[Excerpts from location labeling data]
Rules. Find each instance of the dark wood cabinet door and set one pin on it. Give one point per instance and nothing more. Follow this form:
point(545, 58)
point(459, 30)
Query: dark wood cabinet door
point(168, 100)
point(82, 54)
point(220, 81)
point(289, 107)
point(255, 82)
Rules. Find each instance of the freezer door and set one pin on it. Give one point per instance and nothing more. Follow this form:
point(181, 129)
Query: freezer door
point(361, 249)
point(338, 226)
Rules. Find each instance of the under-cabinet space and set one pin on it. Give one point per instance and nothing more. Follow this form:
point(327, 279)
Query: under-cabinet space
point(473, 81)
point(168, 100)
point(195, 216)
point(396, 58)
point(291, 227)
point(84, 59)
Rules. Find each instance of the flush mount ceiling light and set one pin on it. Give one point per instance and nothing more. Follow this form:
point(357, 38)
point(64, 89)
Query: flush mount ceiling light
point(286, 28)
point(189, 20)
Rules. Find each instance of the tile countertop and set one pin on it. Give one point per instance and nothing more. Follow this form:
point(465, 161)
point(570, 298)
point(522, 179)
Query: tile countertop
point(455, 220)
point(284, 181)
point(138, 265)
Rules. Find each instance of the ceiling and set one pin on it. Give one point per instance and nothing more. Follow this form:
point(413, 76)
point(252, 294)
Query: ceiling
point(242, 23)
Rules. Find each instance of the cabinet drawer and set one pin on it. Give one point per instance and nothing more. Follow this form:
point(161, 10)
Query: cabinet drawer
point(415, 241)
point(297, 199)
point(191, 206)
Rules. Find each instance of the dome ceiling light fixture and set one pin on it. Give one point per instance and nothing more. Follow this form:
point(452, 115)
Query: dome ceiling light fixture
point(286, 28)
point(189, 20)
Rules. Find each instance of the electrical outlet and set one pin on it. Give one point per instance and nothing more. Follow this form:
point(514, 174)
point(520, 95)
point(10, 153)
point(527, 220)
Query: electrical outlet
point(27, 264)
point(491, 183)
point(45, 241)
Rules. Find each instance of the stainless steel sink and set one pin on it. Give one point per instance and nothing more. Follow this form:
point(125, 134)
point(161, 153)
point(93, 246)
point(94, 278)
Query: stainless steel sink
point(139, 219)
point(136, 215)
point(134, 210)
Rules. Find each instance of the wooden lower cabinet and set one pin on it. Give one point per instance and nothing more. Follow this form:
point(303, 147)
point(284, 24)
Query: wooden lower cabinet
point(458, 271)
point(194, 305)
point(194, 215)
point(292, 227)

What the task requires -
Update all the records above, changing every "set one pin" to "place a single marker" and leaving the rest untouched.

Correct output -
Rules. Find each instance of the dark wood cabinet door and place a single marker on it. Give one point per instance and nothing more. Follow this form:
point(545, 58)
point(459, 30)
Query: dark wood cabinet door
point(168, 100)
point(82, 54)
point(220, 81)
point(289, 107)
point(255, 82)
Rules. Find each instance of the freezer door and place a single marker on it. Give one point per instance and nothing more. Follow this form:
point(181, 129)
Query: freezer door
point(361, 249)
point(338, 226)
Rules. Find each instance of the under-cabinet space and place a single marker on it. Give one point per instance and nothing more. Follow this form:
point(327, 279)
Query: under-cabinet space
point(473, 81)
point(168, 100)
point(195, 216)
point(396, 58)
point(291, 227)
point(84, 59)
Rules. Find each instance of the flush mount ceiling light and place a single marker on it. Give one point per instance and nothing more. Follow this form:
point(357, 38)
point(64, 89)
Query: flush mount ceiling light
point(286, 28)
point(189, 20)
Rules. Find each instance of the tile countertop and place a single marker on it. Give one point per instance and nothing more. Follow this form:
point(465, 161)
point(570, 298)
point(522, 179)
Query: tile countertop
point(455, 220)
point(284, 181)
point(138, 265)
Rules. Find each instance of the ceiling and place a single marker on it. Give one point per instance and nothing more. Follow this form:
point(413, 76)
point(252, 294)
Query: ceiling
point(242, 23)
Rules. Find each instance of the cabinet drawer and place a single marker on it. Give one point per instance and nothing more. Follow this form:
point(161, 10)
Query: cabinet drawer
point(415, 241)
point(297, 199)
point(191, 206)
Rules. Find each instance of the dome ceiling light fixture and place a single marker on it. Give one point per instance and nothing more. Follow this form:
point(452, 115)
Query: dome ceiling light fixture
point(286, 28)
point(189, 20)
Rules. Find each instance of the electrical outlet and place a single marker on it. Give one point per instance and nothing more. Follow this form:
point(514, 174)
point(520, 95)
point(10, 153)
point(527, 220)
Query: electrical outlet
point(27, 264)
point(491, 183)
point(45, 241)
Rules. Find each instance of the stainless steel sink and place a single marker on it. Give one point per instance and nothing more. Follow this form:
point(125, 134)
point(161, 153)
point(93, 246)
point(94, 278)
Query: stainless steel sink
point(139, 219)
point(136, 215)
point(134, 210)
Rules. Find each instance of the wooden lower cabinet and place a single marker on it. Give one point per instance and nothing more. Follow this form:
point(303, 147)
point(284, 24)
Query: wooden lower cabinet
point(458, 271)
point(194, 305)
point(194, 215)
point(292, 227)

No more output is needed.